[PASSAGE TO READ — start]

Even dogs know that smoking is stupid.


  1. My sister once dropped a cigarette while driving. Went to pick it up and rear ended some one.

  2. Much as I agree with your stance on smoking Doc' I can't help thinking that the counter-argument would be:

    If his wife wasn't such an intolerant bi@ch about him smoking in the house then he wouldn't have had to go outside etc.

    So sadly the moral could equally be that condemning people for smoking makes you a spouse-killer.

    Hummm... I think I like your moral better.

    1. Anyone who thinks that not letting go someone smoke in the house is intolerant is a stupid jackass anyways. It damages the house, smells awful, and is harmful for anyone else who happens to have to share the air.

    2. Agreed, I smoke (gasp), as do my parents (double gasp), but they've never smoked in the house. I've been living on my own for 5 years now and I still don't smoke in the house. Even if my fiance was a smoker, I would still take it outside. It also drives me absolutely insane when people throw their butts down wherever they're standing. Come on, a little courtesy goes a long way. Not everyone smokes and not everyone wants it around them.

    3. Dogs have much more sensitive nose than we have! Maybe the dog was sick and tired of it!? My neighbor goes outside and smokes and it comes RIGHT into my flippin' house! No matter if the windows are closed it finds a way. If I were a dog I would bite his face off also. People don't realize WHERE their stupid smoke goes. They should lock themselves up in their cars and smoke there. Or just not smoke.
      The poor dog probably HAD it! "Oh no this guy smoking again and blowing smoke at my doghouse damn it, I'm going to show him"!
      Can't blame him one bit.

  3. Then we must blame the butterfly for beating its wings

  4. "He somehow lit his beard on fire with the lighter, didn't he?"

    "Oh. That was... well. That was completely unexpected."

  5. Somewhere out there is another idiot insisting that their dog would never, ever bite.

    1. Thank you for your comment. I've had a chunk of my leg (not so surgically) ripped out, and I hear this comment on a regular basis while delivering mail. It drives me insane.

    2. Every time I hear and owner insisting their dog doesn't bite, I immediately assume it will for two reasons:

      1. The owner is complacent with their dog and won't be watching them closely.

      2. Owners that fall into number 1 rarely know how to properly train their dogs in the first place, and usually over indulge their dog which leads to aggression.

      I assume the same of children when parents say their child would never do X, and for the same reasons.

[PASSAGE TO READ — finish]

— REQUIRED TASKS —
- a) In the comment thread about smoking and the dog bite, what happened after one commenter's sister dropped a cigarette while driving?
- b) Extend the comment thread about smoking and the dog bite by writing the next comment after its last line.

[RECORD EXTRACTS — start]

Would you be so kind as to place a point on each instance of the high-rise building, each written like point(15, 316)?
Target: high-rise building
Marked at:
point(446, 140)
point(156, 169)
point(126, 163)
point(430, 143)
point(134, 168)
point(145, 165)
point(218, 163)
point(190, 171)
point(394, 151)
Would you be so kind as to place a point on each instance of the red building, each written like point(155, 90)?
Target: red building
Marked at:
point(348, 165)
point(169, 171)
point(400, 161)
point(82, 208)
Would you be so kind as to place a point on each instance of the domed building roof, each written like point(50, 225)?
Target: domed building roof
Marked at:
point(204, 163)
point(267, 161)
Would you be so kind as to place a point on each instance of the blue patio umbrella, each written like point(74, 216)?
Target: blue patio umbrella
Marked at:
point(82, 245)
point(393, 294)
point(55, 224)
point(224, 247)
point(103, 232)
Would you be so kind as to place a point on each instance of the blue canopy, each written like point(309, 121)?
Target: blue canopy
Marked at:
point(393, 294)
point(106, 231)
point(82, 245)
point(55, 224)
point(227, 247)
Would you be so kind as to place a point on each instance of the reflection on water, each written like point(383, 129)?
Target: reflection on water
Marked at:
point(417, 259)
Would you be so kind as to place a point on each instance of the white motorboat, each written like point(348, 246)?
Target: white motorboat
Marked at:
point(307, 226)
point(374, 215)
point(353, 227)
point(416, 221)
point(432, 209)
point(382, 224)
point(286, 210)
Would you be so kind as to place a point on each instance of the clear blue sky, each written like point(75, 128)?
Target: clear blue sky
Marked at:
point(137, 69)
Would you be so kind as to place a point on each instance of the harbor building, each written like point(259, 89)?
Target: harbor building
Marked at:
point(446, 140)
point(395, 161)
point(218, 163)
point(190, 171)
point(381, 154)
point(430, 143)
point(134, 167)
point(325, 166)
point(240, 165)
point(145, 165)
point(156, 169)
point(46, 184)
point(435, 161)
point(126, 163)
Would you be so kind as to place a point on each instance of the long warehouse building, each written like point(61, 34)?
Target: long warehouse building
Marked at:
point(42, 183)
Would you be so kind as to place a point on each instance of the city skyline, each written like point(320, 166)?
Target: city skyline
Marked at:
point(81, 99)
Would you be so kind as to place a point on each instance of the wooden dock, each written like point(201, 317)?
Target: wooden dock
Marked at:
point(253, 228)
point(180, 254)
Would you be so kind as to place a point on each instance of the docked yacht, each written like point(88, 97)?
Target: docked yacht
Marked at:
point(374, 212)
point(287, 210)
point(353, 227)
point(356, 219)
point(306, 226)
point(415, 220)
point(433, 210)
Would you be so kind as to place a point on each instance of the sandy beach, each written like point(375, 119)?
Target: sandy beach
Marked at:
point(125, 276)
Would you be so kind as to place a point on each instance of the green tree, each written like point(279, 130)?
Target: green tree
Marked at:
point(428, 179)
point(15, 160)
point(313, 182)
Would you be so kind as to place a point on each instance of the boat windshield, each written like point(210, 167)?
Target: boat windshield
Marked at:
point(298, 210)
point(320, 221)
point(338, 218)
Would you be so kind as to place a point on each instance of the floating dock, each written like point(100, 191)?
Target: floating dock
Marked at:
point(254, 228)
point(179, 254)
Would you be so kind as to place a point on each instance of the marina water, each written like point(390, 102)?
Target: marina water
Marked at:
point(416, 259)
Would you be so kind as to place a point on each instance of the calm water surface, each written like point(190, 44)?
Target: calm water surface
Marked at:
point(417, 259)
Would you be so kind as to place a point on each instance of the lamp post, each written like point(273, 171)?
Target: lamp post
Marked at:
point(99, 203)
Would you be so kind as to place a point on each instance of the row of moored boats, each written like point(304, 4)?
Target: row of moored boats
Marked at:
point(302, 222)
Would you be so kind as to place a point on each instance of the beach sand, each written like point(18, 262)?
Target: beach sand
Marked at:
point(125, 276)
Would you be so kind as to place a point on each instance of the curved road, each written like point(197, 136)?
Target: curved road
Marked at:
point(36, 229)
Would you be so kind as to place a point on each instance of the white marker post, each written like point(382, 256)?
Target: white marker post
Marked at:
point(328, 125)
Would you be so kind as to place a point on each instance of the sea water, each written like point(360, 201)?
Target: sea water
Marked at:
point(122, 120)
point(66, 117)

[RECORD EXTRACTS — finish]

— RESPONSES —
- a) She went to pick it up and rear-ended someone.

- b)
    3. my dog has never given me cause to expect her to bite; however, she has been known to poke people in the eye with her nose.

      but no, she is trained and socialized, including my best effort at teaching her that physical contact is not appropriate behavior. of course, this is somewhat handicapped by mrs brazen teaching her that licking faces is an appropriate way to show affection.

    4. Shark,
      This is why I tell people "He's not bitten anyone yet. However, he is a dog, and therefore is capable of biting." So far (4 years) he has been great with 99% of people he has encountered. The only ones he wasn't good with where actively being aggressive to me.

      My dog hasn't given me cause to expect a bite either. However, he is a dog. He can't tell people "get away, you're making me uncomfortable" he can growl and he can bite. He is trained and socialized, but all the training in the world doesn't stop dogs from biting the children who are allowed to harass (hug, pull, jump on, etc) them. What other owners (like you?) don't seem to understand is that dogs are not people, they don't think like people, they don't act like people, and thus, to us, they can be "unpredictable".

  6. Your blog posts give me incredibly firm erections doc, just saying

    1. I've read many strange comments on here but yours takes the biscuit for most disturbing.

    2. Long ago in a nursing unit far, far away a patient wanted a smoke in the middle of the night. This patient was on O2 by cannula. She removed the cannula from her nose and placed it mid forehead with the O2 blowing toward the top of her head.

      Mrs. X received two soot marks on her forehead. And an embarrassed son. He was a doctor.